GIVEN INSTRUCTION >>
Rewrite all the entries below as a Markdown table with two columns, Row and Line, giving each line its own numbered row and skipping blank lines. Leave the pictures out of the table.

EXTRACTED MATERIAL >>
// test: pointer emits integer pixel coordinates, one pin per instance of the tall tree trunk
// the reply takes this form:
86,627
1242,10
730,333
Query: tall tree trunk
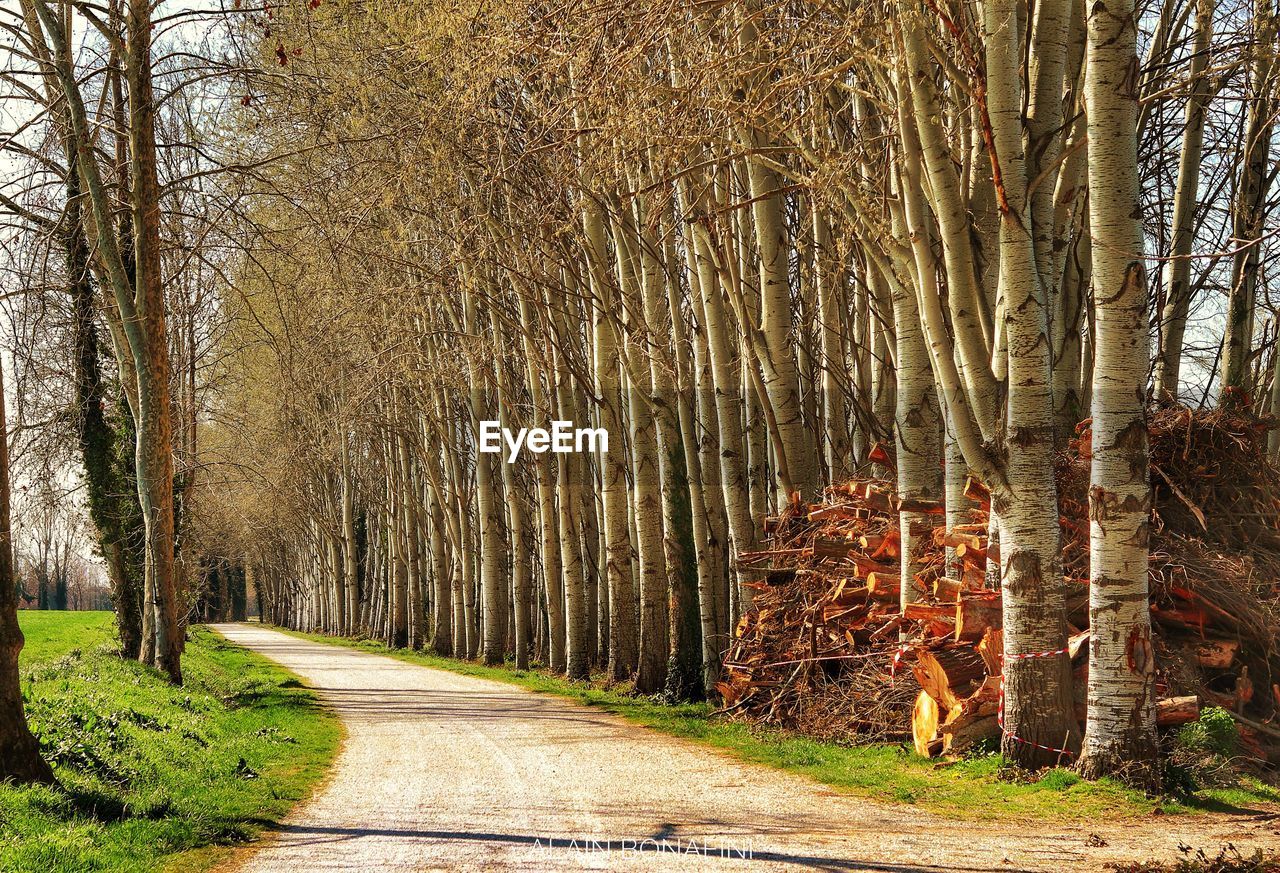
1121,700
19,753
1249,209
1178,287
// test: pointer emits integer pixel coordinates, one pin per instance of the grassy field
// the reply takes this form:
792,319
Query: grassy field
154,776
970,787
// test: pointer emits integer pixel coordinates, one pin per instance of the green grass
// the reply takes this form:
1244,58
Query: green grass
965,789
155,776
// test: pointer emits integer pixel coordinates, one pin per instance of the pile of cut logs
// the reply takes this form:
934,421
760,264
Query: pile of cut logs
827,649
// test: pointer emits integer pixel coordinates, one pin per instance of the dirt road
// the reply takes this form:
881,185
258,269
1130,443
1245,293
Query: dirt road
446,772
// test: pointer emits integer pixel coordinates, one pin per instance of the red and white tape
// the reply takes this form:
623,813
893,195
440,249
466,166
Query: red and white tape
1000,714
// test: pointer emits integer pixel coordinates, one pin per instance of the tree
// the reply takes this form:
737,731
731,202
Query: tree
19,752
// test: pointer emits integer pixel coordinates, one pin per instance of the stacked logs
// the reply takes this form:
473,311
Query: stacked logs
828,652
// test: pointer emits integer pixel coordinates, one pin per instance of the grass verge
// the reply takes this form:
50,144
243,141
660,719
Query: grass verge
965,789
154,776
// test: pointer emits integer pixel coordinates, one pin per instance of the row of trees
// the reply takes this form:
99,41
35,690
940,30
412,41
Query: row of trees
750,241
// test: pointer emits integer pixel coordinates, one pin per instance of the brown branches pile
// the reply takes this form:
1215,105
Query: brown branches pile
819,652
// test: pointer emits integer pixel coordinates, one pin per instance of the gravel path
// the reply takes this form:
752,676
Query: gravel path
446,772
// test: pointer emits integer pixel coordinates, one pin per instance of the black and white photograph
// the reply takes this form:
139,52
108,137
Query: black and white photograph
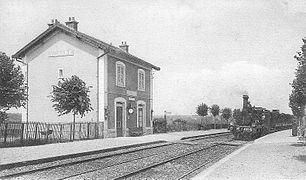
153,89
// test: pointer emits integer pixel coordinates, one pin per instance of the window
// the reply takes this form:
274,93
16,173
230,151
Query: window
120,74
60,73
141,80
140,115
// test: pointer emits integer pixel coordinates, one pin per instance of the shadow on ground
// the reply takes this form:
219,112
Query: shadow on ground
301,158
299,144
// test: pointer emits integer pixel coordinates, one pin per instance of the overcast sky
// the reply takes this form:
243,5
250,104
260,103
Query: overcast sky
209,51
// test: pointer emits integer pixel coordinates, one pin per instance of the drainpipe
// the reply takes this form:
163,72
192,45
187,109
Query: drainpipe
98,90
27,106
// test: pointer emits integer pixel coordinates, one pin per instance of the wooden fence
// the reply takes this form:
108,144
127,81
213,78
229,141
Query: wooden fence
32,133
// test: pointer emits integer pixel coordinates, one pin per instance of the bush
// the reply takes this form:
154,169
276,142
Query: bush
136,131
159,125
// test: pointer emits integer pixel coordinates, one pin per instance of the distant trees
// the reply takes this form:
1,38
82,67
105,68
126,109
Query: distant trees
297,98
202,109
12,87
215,109
71,95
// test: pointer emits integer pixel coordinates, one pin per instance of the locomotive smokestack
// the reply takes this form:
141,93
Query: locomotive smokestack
245,102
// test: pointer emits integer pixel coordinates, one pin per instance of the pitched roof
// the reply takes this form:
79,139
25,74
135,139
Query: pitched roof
87,39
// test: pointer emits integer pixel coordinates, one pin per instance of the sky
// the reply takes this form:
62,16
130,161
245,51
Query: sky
209,51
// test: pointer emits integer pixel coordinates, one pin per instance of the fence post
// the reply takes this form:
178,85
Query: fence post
5,133
80,131
61,132
21,137
47,134
87,130
96,131
36,127
71,132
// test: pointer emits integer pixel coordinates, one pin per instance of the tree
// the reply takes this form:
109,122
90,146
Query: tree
226,113
215,109
202,110
71,95
237,115
12,88
297,98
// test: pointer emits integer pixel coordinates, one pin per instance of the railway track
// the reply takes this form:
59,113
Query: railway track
101,166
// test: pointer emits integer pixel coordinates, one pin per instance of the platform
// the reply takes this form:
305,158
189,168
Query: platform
30,153
275,156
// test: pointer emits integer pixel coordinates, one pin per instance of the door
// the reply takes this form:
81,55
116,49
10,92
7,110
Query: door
119,118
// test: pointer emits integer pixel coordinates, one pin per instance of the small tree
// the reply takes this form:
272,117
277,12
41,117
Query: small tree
226,113
12,88
215,109
202,110
71,95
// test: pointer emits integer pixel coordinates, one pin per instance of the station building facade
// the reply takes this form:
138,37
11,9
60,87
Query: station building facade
121,84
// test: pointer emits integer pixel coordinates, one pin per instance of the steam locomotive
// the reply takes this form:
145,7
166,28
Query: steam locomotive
255,122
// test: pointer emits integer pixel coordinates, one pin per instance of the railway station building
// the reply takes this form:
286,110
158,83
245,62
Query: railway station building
121,84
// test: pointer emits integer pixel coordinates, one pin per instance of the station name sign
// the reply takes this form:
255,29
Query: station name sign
61,53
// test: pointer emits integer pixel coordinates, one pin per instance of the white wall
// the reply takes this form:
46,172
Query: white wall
43,72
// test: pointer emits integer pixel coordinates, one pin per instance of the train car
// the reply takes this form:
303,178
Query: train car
258,121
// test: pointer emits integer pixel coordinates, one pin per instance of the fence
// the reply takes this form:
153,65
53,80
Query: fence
32,133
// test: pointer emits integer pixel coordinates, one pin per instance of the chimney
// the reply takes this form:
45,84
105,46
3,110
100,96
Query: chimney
245,102
124,46
53,21
72,23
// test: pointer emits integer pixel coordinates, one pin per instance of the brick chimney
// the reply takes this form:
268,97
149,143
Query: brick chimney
245,102
124,46
72,23
53,21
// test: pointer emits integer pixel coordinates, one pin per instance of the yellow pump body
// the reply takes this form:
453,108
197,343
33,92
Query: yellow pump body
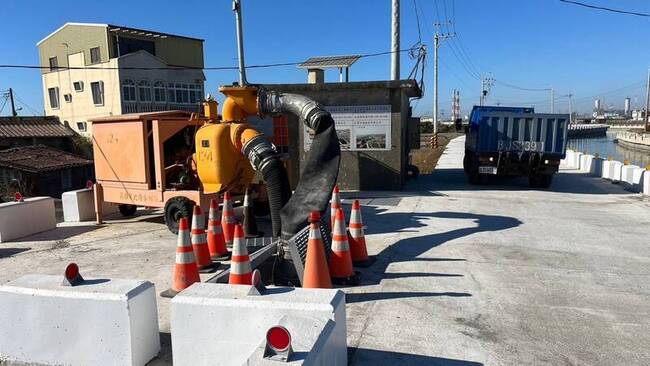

OUTPUT OF THE EXERCISE >>
| Row | Line |
|---|---|
| 1 | // test: pointer emits integer pixel coordinates, one pin per instance of the tall tree trunk |
| 2 | // the reply takes this form: |
| 3 | 86,627 |
| 4 | 1242,10 |
| 5 | 730,333 |
| 6 | Query: tall tree trunk |
| 7 | 1121,700 |
| 8 | 19,753 |
| 9 | 1249,209 |
| 10 | 1178,287 |
| 11 | // test: pointer emits integer pixel coordinates, one pin per instance of the grassy field |
| 12 | // the reply takes this form: |
| 13 | 792,319 |
| 14 | Query: grassy field |
| 15 | 154,776 |
| 16 | 970,787 |
| 17 | // test: pointer emits integer pixel coordinates, one pin per instance of the green grass |
| 18 | // the reply takes this form: |
| 19 | 1244,58 |
| 20 | Query: green grass |
| 21 | 965,789 |
| 22 | 155,776 |
| 23 | // test: pointer emits integer pixel coordinates, one pin per instance of the pile of cut logs |
| 24 | // the reply takes this form: |
| 25 | 934,421 |
| 26 | 760,264 |
| 27 | Query: pile of cut logs |
| 28 | 827,649 |
| 29 | // test: pointer emits integer pixel coordinates, one pin per instance of the dirt road |
| 30 | // the reply takes this form: |
| 31 | 881,185 |
| 32 | 258,269 |
| 33 | 1130,443 |
| 34 | 1245,293 |
| 35 | Query: dirt road |
| 36 | 446,772 |
| 37 | // test: pointer emits integer pixel coordinates, one pin per instance of the red and white tape |
| 38 | // the reply takes this form: |
| 39 | 623,813 |
| 40 | 893,195 |
| 41 | 440,249 |
| 42 | 466,166 |
| 43 | Query: red and white tape |
| 44 | 1000,714 |
| 45 | // test: pointer emits integer pixel coordinates, one pin per instance of the tree |
| 46 | // the reply takes this form: |
| 47 | 737,731 |
| 48 | 731,202 |
| 49 | Query: tree |
| 50 | 19,752 |
| 51 | // test: pointer emits integer pixel coordinates, one pin per instance of the stacked logs |
| 52 | // the reply takes this form: |
| 53 | 473,311 |
| 54 | Query: stacked logs |
| 55 | 828,652 |
| 56 | // test: pointer emits integer pixel coordinates, one pin per instance of the grass verge |
| 57 | // the reply takes this form: |
| 58 | 50,144 |
| 59 | 243,141 |
| 60 | 660,719 |
| 61 | Query: grass verge |
| 62 | 965,789 |
| 63 | 154,776 |
| 64 | // test: pointer emits integer pixel coordinates, one pin per instance of the row of trees |
| 65 | // the reply takes this form: |
| 66 | 99,41 |
| 67 | 35,690 |
| 68 | 940,30 |
| 69 | 412,41 |
| 70 | Query: row of trees |
| 71 | 750,241 |
| 72 | // test: pointer emits integer pixel coordinates, one pin per instance of the brown branches pile |
| 73 | // the reply takes this form: |
| 74 | 1215,105 |
| 75 | Query: brown branches pile |
| 76 | 819,652 |
| 77 | // test: pointer emits integer pixel coordinates, one pin per instance of the gravel path |
| 78 | // the reply takes this form: |
| 79 | 752,676 |
| 80 | Query: gravel path |
| 81 | 446,772 |
| 82 | // test: pointer emits integer pixel coordinates, one pin per instance of the black and white photograph |
| 83 | // the reply takes this form: |
| 84 | 139,52 |
| 85 | 108,137 |
| 86 | Query: black and white photograph |
| 87 | 153,89 |
| 88 | // test: pointer emits integer pixel coordinates, one pin per instance of the window |
| 89 | // the reply takes this form: |
| 90 | 274,93 |
| 91 | 16,173 |
| 92 | 230,151 |
| 93 | Query: window |
| 94 | 120,74 |
| 95 | 60,73 |
| 96 | 141,80 |
| 97 | 140,115 |
| 98 | // test: pointer emits integer pixel coordinates, one pin per instance of the shadow on ground |
| 99 | // the reply takes this form: |
| 100 | 219,112 |
| 101 | Query: shadow on ground |
| 102 | 301,158 |
| 103 | 299,144 |
| 104 | // test: pointer emits integer pixel coordinates, one pin per instance of the overcast sky |
| 105 | // the reply takes this form: |
| 106 | 243,5 |
| 107 | 250,104 |
| 108 | 260,103 |
| 109 | Query: overcast sky |
| 110 | 209,51 |
| 111 | // test: pointer emits integer pixel coordinates, one pin per instance of the drainpipe |
| 112 | // the reply takes this form: |
| 113 | 163,72 |
| 114 | 192,45 |
| 115 | 187,109 |
| 116 | Query: drainpipe |
| 117 | 98,90 |
| 118 | 27,106 |
| 119 | // test: pointer emits integer pixel coordinates, one pin per instance of the wooden fence |
| 120 | // the reply takes this form: |
| 121 | 108,144 |
| 122 | 127,81 |
| 123 | 213,78 |
| 124 | 229,141 |
| 125 | Query: wooden fence |
| 126 | 32,133 |
| 127 | // test: pointer emits integer pixel coordinates, one pin per instance of the bush |
| 128 | // the reply takes this form: |
| 129 | 154,169 |
| 130 | 276,142 |
| 131 | Query: bush |
| 132 | 136,131 |
| 133 | 159,125 |
| 134 | // test: pointer emits integer pixel coordinates, one pin per instance of the distant trees |
| 135 | // the reply takes this form: |
| 136 | 1,38 |
| 137 | 82,67 |
| 138 | 105,68 |
| 139 | 126,109 |
| 140 | Query: distant trees |
| 141 | 297,98 |
| 142 | 202,109 |
| 143 | 12,87 |
| 144 | 215,109 |
| 145 | 71,95 |
| 146 | // test: pointer emits integer pixel coordinates, one pin per instance of the locomotive smokestack |
| 147 | // the reply takes this form: |
| 148 | 141,93 |
| 149 | Query: locomotive smokestack |
| 150 | 245,102 |
| 151 | // test: pointer emits integer pixel coordinates, one pin per instance of the pitched roof |
| 152 | // the reply takes this form: |
| 153 | 79,139 |
| 154 | 25,74 |
| 155 | 135,139 |
| 156 | Query: pitched roof |
| 157 | 87,39 |
| 158 | // test: pointer emits integer pixel coordinates, one pin per instance of the sky |
| 159 | // the reply takes this form: |
| 160 | 62,16 |
| 161 | 130,161 |
| 162 | 245,51 |
| 163 | Query: sky |
| 164 | 209,51 |
| 165 | // test: pointer emits integer pixel coordinates, one pin per instance of the fence post |
| 166 | // the reply takes this form: |
| 167 | 178,85 |
| 168 | Query: fence post |
| 169 | 5,133 |
| 170 | 80,131 |
| 171 | 61,132 |
| 172 | 21,137 |
| 173 | 47,134 |
| 174 | 87,130 |
| 175 | 96,131 |
| 176 | 36,127 |
| 177 | 71,132 |
| 178 | // test: pointer emits integer pixel coordinates, one pin per instance of the tree |
| 179 | // the reply takes this form: |
| 180 | 109,122 |
| 181 | 90,146 |
| 182 | Query: tree |
| 183 | 226,113 |
| 184 | 215,109 |
| 185 | 202,110 |
| 186 | 71,95 |
| 187 | 237,115 |
| 188 | 12,88 |
| 189 | 297,98 |
| 190 | // test: pointer emits integer pixel coordinates, one pin per instance of the railway track |
| 191 | // the reply takes this form: |
| 192 | 59,113 |
| 193 | Query: railway track |
| 194 | 101,166 |
| 195 | // test: pointer emits integer pixel coordinates, one pin per instance of the platform |
| 196 | // the reply takes this form: |
| 197 | 305,158 |
| 198 | 189,168 |
| 199 | Query: platform |
| 200 | 30,153 |
| 201 | 275,156 |
| 202 | // test: pointer emits integer pixel coordinates, one pin per instance of the door |
| 203 | // the reply takes this form: |
| 204 | 81,55 |
| 205 | 116,49 |
| 206 | 10,92 |
| 207 | 7,110 |
| 208 | Query: door |
| 209 | 119,118 |
| 210 | // test: pointer emits integer pixel coordinates, one pin per instance of the small tree |
| 211 | // the reply takes this form: |
| 212 | 272,117 |
| 213 | 277,12 |
| 214 | 41,117 |
| 215 | Query: small tree |
| 216 | 226,113 |
| 217 | 12,88 |
| 218 | 215,109 |
| 219 | 202,110 |
| 220 | 71,95 |
| 221 | // test: pointer emits integer pixel coordinates, one pin per instance of the station building facade |
| 222 | // the reply takes this form: |
| 223 | 138,37 |
| 224 | 11,9 |
| 225 | 60,87 |
| 226 | Query: station building facade |
| 227 | 121,84 |
| 228 | // test: pointer emits integer pixel coordinates, one pin per instance of the steam locomotive |
| 229 | // the reply takes this form: |
| 230 | 145,7 |
| 231 | 166,28 |
| 232 | Query: steam locomotive |
| 233 | 255,122 |
| 234 | // test: pointer emits integer pixel coordinates, one pin per instance of the railway station building |
| 235 | // the reply takes this form: |
| 236 | 286,110 |
| 237 | 158,83 |
| 238 | 245,62 |
| 239 | Query: railway station building |
| 240 | 121,84 |
| 241 | // test: pointer emits integer pixel coordinates, one pin per instance of the station name sign |
| 242 | // the reply takes this form: |
| 243 | 255,29 |
| 244 | Query: station name sign |
| 245 | 61,53 |
| 246 | // test: pointer emits integer pixel coordinates, one pin per instance of the white wall |
| 247 | // the reply takes this form: |
| 248 | 46,172 |
| 249 | Query: white wall |
| 250 | 43,72 |
| 251 | // test: pointer emits integer pixel coordinates, one pin per instance of the train car |
| 252 | // the reply takes this form: |
| 253 | 303,178 |
| 254 | Query: train car |
| 255 | 258,121 |
| 256 | // test: pointer emits integer pixel coordinates, one pin per instance of the fence |
| 257 | // the reply takes this form: |
| 258 | 153,65 |
| 259 | 53,80 |
| 260 | Query: fence |
| 261 | 32,133 |
| 262 | // test: pointer emits integer pixel coordinates, one pin per instance of the chimney |
| 263 | // the reply takes this form: |
| 264 | 45,84 |
| 265 | 105,46 |
| 266 | 3,110 |
| 267 | 100,96 |
| 268 | Query: chimney |
| 269 | 245,102 |
| 270 | 124,46 |
| 271 | 53,21 |
| 272 | 72,23 |
| 273 | // test: pointer emits integer pixel coordinates, one pin per instance of the brick chimney |
| 274 | // the reply takes this form: |
| 275 | 268,97 |
| 276 | 149,143 |
| 277 | Query: brick chimney |
| 278 | 245,102 |
| 279 | 124,46 |
| 280 | 72,23 |
| 281 | 53,21 |
| 282 | // test: pointer emits integer pixel coordinates, one pin per instance of the yellow pump body |
| 283 | // the reply takes this form: |
| 284 | 453,108 |
| 285 | 197,343 |
| 286 | 33,92 |
| 287 | Query: yellow pump body |